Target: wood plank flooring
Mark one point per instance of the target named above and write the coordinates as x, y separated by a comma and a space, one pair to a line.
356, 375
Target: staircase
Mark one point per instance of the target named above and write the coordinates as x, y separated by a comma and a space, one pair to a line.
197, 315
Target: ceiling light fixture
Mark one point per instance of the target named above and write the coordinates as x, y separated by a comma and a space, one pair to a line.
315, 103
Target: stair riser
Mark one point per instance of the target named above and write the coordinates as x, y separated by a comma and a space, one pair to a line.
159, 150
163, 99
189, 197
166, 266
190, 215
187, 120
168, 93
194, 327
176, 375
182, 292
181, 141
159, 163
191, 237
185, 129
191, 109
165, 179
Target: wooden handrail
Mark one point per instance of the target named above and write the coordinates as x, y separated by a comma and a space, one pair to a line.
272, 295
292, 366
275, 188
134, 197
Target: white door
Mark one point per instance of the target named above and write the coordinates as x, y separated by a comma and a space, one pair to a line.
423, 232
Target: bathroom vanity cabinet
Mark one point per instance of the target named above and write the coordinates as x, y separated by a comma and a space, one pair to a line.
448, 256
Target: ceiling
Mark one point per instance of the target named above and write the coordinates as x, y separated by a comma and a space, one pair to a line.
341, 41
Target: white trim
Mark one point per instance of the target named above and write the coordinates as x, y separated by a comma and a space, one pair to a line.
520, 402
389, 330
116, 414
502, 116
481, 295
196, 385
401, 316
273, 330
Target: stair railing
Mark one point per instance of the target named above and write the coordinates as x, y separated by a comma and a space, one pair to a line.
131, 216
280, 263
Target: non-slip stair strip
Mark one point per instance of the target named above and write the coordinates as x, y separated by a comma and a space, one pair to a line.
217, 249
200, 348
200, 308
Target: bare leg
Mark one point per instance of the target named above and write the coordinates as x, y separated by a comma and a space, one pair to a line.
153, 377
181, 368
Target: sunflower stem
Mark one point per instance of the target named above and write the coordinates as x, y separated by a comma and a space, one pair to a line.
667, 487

########

▶ [WORK TASK]:
Set down each entry exactly, leaving none out.

▶ [ANSWER TO THIS TASK]:
Target: wood plank flooring
Mark one point per instance of the target named above and write the coordinates as x, y separated by a comma and a space, one pair to a line.
356, 375
Target: staircase
Mark one point per instance of the target named above and write the coordinates as x, y separated by a comma and a space, one pair to a line.
197, 315
Target: ceiling light fixture
Mark one point per instance of the target named above and write the coordinates as x, y separated by a comma and a space, one pair to a line.
315, 103
Target: stair riser
Mark one point per instance of the target named above and write the coordinates as x, y separated by a comma and a space, one pair to a line.
159, 150
163, 99
189, 197
166, 266
190, 215
187, 120
168, 93
194, 327
176, 375
182, 292
181, 141
159, 163
191, 237
185, 129
191, 109
165, 179
Target: wooden handrail
Mark one point per instance of the target named above and write the coordinates as x, y separated by a comma and a space, one pair to a line.
272, 295
292, 366
275, 188
134, 197
Target: white door
Mark one point per instance of the target named above and write the coordinates as x, y separated by a comma and a space, one pair to a line.
423, 232
Target: bathroom vanity cabinet
Mark one point per instance of the target named above and write the coordinates as x, y separated by a comma and a space, one pair to a line.
448, 256
Target: ceiling
Mark one point per instance of the target named above and write the coordinates as x, y separated by a comma and a space, one pair to a line.
341, 41
Target: white trim
Mark one point per instance of the target named above and write the coordinates as x, y separated by a comma and a space, one pair to a line.
520, 402
389, 330
116, 414
502, 116
481, 295
196, 385
401, 316
273, 330
Target: stair railing
Mark one point per instance of the target named above and write the coordinates as x, y separated by a comma and a space, one pair to a line.
131, 216
280, 263
Target: non-slip stair strip
Mark one point per instance of the target named above and write the coordinates as x, y separated by a comma and a space, one pair to a line.
217, 249
200, 348
200, 308
Target: bare leg
Mark one point per instance of the target named above and write the coordinates as x, y separated by a comma and a space, one pair to a line.
153, 377
181, 368
Target: sunflower stem
Mark one point per instance of the target named above and write the coordinates as x, y separated by a comma and a space, one pair to a line.
667, 487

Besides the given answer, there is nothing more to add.